**Data records**
•••••

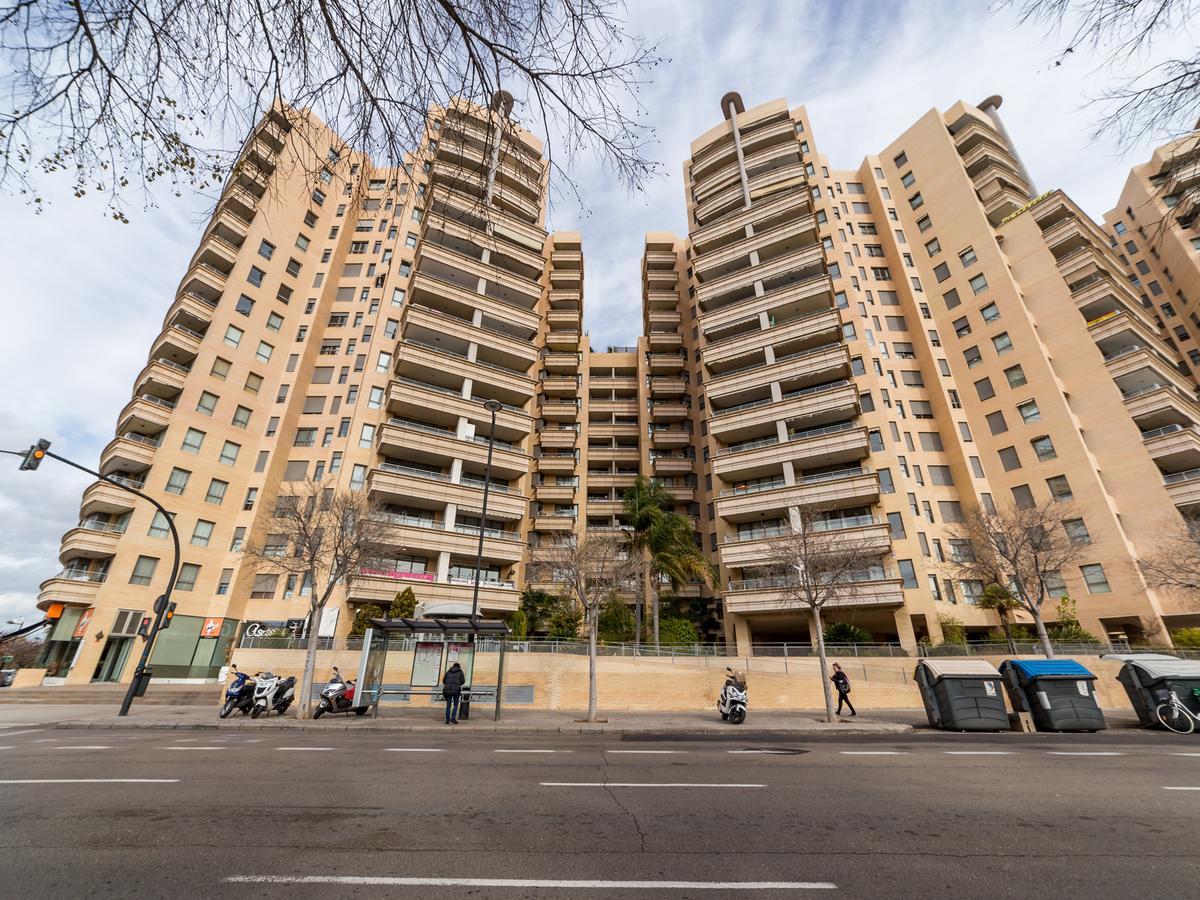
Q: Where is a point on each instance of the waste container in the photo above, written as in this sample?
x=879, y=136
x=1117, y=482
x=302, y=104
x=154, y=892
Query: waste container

•••••

**Exercise**
Without the pictures, return the whole of the data exactly as given.

**Answer for the task**
Q: Where is a point on each instance of the waste container in the photo above, written as in this sample?
x=879, y=136
x=1117, y=482
x=302, y=104
x=154, y=892
Query: waste container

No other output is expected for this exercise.